Sinon, je découvre seulement les fichiers “détails” disponible publiquement de l’INSEE, et… wahou, il y a beaucoup de choses intéressantes!
Un commentaire par Baptiste Coulmont (03/11/2008 à 21:42)
> Damien B : c’est en raison de la pondération appliquée par l’insee sur chaque réponse (expliquée rapidement dans le fichier de documentation… je ne saurais pas vraiment en dire plus). Ou alors c’est suite à une erreur de ma part (ce qui est fort possible !).
Et je salue avec toi l’initiative de l’INSEE ! Tous ces fichiers vont permettre aux étudiants de L3 et de master de faire usage très facilement de véritables enquêtes statistiques.
Un commentaire par Alice M (06/11/2008 à 23:18)
Baptiste Coulmont :”il faudrait en effet, ce serait intéressant, avoir accès aux prénoms des personnes interrogées. On pourrait ainsi voir si (comme j’ai tendance à le penser) les porteurs de prénoms peu répandus sont plus sujets à déclarer avoir subi des moqueries.”

_Exercice proposé 1_:
Transcrivez en liste JSON de chaînes les lignes des enregistrements, une chaîne par ligne, sans les lignes vides. Commencez à la ligne qui contient « In the photo above, where can the stadium » et allez jusqu'à la fin des enregistrements.

_Données de l'exercice_:

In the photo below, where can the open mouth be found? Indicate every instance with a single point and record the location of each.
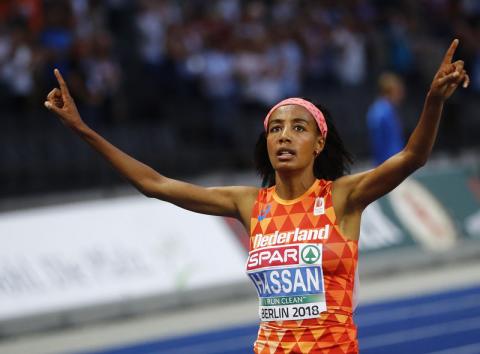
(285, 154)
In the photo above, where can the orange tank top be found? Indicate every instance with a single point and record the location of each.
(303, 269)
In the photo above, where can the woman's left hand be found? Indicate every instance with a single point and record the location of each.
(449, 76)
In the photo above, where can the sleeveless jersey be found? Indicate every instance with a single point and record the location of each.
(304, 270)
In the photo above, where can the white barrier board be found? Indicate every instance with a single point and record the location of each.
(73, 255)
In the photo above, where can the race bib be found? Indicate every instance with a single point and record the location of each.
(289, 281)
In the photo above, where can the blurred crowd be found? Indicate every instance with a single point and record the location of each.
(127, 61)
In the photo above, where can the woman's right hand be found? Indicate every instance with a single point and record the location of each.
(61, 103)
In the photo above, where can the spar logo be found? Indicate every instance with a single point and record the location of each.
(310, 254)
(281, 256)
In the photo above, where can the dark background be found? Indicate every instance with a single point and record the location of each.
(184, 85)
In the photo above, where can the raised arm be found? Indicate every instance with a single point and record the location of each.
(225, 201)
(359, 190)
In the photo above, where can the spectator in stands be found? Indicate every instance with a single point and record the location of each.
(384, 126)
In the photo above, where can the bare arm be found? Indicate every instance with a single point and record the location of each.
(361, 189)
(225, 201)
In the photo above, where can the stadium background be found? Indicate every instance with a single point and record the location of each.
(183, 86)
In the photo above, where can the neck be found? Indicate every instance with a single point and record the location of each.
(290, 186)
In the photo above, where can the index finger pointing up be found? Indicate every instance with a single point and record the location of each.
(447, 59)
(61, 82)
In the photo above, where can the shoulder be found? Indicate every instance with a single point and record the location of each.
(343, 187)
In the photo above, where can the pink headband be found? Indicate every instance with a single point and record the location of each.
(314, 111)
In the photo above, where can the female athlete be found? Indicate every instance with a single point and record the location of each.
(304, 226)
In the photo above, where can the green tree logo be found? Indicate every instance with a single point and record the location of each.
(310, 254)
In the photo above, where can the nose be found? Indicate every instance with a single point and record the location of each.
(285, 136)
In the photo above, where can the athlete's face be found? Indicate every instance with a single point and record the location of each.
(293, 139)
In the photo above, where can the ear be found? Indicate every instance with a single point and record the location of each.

_Exercice proposé 2_:
Rédigez la suite de l'échange de commentaires sur les fichiers détail de l'INSEE, s'il vous plaît.

_Réponse 1_:
[
  "In the photo above, where can the stadium background be found? Indicate every instance with a single point and record the location of each.",
  "(183, 86)",
  "In the photo above, where can the neck be found? Indicate every instance with a single point and record the location of each.",
  "(290, 186)",
  "In the photo above, where can the index finger pointing up be found? Indicate every instance with a single point and record the location of each.",
  "(447, 59)",
  "(61, 82)",
  "In the photo above, where can the shoulder be found? Indicate every instance with a single point and record the location of each.",
  "(343, 187)",
  "In the photo above, where can the pink headband be found? Indicate every instance with a single point and record the location of each.",
  "(314, 111)",
  "In the photo above, where can the female athlete be found? Indicate every instance with a single point and record the location of each.",
  "(304, 226)",
  "In the photo above, where can the green tree logo be found? Indicate every instance with a single point and record the location of each.",
  "(310, 254)",
  "In the photo above, where can the nose be found? Indicate every instance with a single point and record the location of each.",
  "(285, 136)",
  "In the photo above, where can the athlete's face be found? Indicate every instance with a single point and record the location of each.",
  "(293, 139)",
  "In the photo above, where can the ear be found? Indicate every instance with a single point and record the location of each."
]

_Réponse 2_:
Je ne crois pas que les gens portant un prénom peu répandu subissent plus de moqueries que les autres. J’étais la seule Alice pendant toute ma scolarité et personne ne s’est jamais moqué de mon prénom (bien sûr Alice n’est que mon second prénom). La moquerie stigmatise une personne, pas un prénom, donc si certains ont décidé d’isoler une personne pour X raisons, le prénom servira de catalyseur.
Un commentaire par Baptiste Coulmont (07/11/2008 à 10:52)
>Alice : Ni “Alice”, ni votre autre prénom ne sont rares. Alice, par exemple, est le 15e prénom le plus donné en 1903… et ne descend jamais sous le 200e rang tout au long du 20e siècle. Le minimum est atteint vers 1960 et il remonte ensuite. En gros, si vous êtes née après 1960, vous “surfez” sur la vague d’un prénom qui revient à la mode. Votre premier prénom (celui qui apparaît sur votre mail) est encore moins rare : il oscille entre le 200e rang et le 78e.
En 1970, “Alice” et votre premier prénom sont donnés le plus fréquemment dans les Hauts de Seine.
Un commentaire par kévin (16/05/2009 à 15:52)
http://prenomsdebeaufs.blogspot.com/
site moqueur sympa…
Un commentaire par Adrien' (26/08/2010 à 14:36)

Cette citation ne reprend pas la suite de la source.